Can you reproduce every one of the following items word for word, with no changes?
---- RECORDS FOR THIS TASK
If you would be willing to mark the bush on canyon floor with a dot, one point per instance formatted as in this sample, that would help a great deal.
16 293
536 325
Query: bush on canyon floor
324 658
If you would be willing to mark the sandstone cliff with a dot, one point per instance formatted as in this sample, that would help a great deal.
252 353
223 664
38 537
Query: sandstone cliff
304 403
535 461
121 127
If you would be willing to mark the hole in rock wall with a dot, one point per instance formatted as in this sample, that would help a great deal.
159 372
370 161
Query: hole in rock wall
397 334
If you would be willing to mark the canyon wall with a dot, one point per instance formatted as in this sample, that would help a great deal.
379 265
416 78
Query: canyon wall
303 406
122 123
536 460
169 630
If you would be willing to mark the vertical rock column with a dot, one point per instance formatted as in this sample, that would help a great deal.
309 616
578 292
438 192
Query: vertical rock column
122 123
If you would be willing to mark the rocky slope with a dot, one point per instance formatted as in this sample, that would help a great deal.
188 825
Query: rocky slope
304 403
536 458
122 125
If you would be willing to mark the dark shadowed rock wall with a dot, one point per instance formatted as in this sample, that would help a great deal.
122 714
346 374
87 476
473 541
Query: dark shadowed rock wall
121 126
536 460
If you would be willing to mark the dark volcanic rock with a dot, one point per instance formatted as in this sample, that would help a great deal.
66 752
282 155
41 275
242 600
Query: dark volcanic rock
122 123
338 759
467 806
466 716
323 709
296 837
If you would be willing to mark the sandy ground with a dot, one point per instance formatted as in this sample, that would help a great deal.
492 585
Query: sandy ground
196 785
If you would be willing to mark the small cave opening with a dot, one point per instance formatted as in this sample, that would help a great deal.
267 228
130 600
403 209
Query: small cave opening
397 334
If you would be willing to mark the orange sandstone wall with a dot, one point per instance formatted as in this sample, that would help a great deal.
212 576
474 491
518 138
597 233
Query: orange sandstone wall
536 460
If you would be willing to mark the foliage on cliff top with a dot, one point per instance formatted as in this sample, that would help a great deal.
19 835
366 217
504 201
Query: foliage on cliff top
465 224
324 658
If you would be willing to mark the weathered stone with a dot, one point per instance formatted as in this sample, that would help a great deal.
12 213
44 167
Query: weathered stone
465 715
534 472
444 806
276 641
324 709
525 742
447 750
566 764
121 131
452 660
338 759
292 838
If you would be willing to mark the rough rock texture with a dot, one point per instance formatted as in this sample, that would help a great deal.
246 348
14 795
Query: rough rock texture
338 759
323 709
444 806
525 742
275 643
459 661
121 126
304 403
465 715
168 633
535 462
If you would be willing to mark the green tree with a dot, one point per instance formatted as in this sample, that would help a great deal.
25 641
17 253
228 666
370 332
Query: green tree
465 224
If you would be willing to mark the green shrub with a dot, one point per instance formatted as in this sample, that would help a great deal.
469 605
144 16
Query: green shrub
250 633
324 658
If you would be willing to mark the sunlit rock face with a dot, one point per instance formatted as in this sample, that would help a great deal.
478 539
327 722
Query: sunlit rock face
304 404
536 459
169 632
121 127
--------
→ **SOLUTION**:
If you would be willing to mark the bush on canyon floor with a dot, one point per instance formatted as in this sample, that would help a great deal.
16 293
536 325
Query: bush on canyon floor
324 658
If you would be willing to mark the sandstone cliff with a dot, one point per instance formatted as in this sample, that would help a great deal.
252 353
223 664
38 537
Query: sandstone cliff
304 403
535 461
121 127
If you would be willing to mark the hole in rock wall with a dot, one point per instance formatted as in this sample, that would help a great deal.
159 372
370 161
Query: hole in rock wall
397 334
If you would be willing to mark the canyon wall with a dot, one point per instance formatted as in this sample, that would help a great deal.
379 265
416 78
Query: canyon wall
303 406
122 123
536 460
169 630
If you would be willing to mark the vertical rock column with a dot, one point per instance formatted as in this sample, that would help a great deal.
309 616
578 292
438 192
Query: vertical rock column
122 123
If you would be willing to mark the rocky slope with a dot, one point per instance formatted as in this sample, that would help a great deal.
188 825
Query: rocky slope
304 403
536 458
122 125
If you would be willing to mark the dark shadowed rock wall with a dot, one point per instance formatted as in this sample, that would help a great deal.
122 714
346 374
87 476
473 541
Query: dark shadowed rock wall
121 126
536 460
If you would be willing to mark the dark volcanic rock with a dot, one point per instance formatted as in this sample, that would help a great deal.
66 752
282 155
41 275
242 600
Query: dark volcanic rock
122 123
338 759
467 806
466 716
323 709
296 837
If you would be willing to mark the sandy ground with a dot, one point per instance formatted as in this sample, that would help a great deal.
492 585
Query: sandy ground
196 785
If you would be willing to mark the small cave opening with a dot, one point per instance formatted as in this sample, that would help a great deal.
267 228
130 600
403 209
Query: small cave opening
397 334
If you would be willing to mark the orange sandstone wall with a dot, one point per instance formatted as in this sample, that would help a great deal.
212 576
474 491
518 138
597 233
Query: orange sandstone wall
536 460
If you would be willing to mark the foliage on cliff top with a dot, one point per instance formatted as in this sample, that would help a great deal.
19 835
366 217
504 201
Query: foliage on cliff top
465 224
324 658
If you would be willing to mark the weathered stone with a dot, one point per instance formatted as in this sample, that would help a great deal.
12 213
44 167
Query: weathered stone
465 715
534 472
444 806
276 641
324 709
525 742
447 750
566 764
121 131
452 660
338 759
292 838
If you would be willing to mark the rough rock texture with a dot, one point per instance formatted as in this sample, that would help a great deal.
246 348
14 795
Query: rough rock texture
338 759
323 709
444 806
525 742
275 643
459 661
121 126
304 403
465 715
168 633
535 462
If you would be willing to mark the green tree with a dot, one point per instance formatted as in this sample, that would help a great deal.
25 641
17 253
228 666
370 332
Query: green tree
465 224
If you would be willing to mark the green shrub with a dot, one point per instance formatted as in this sample, that would help a great deal.
469 605
144 16
Query: green shrub
250 633
324 658
If you would be willing to mark the sunlit rock face with a dot, one point per instance formatted as in this sample, that would help a great deal.
478 539
327 722
Query: sunlit rock face
304 404
536 459
169 632
121 127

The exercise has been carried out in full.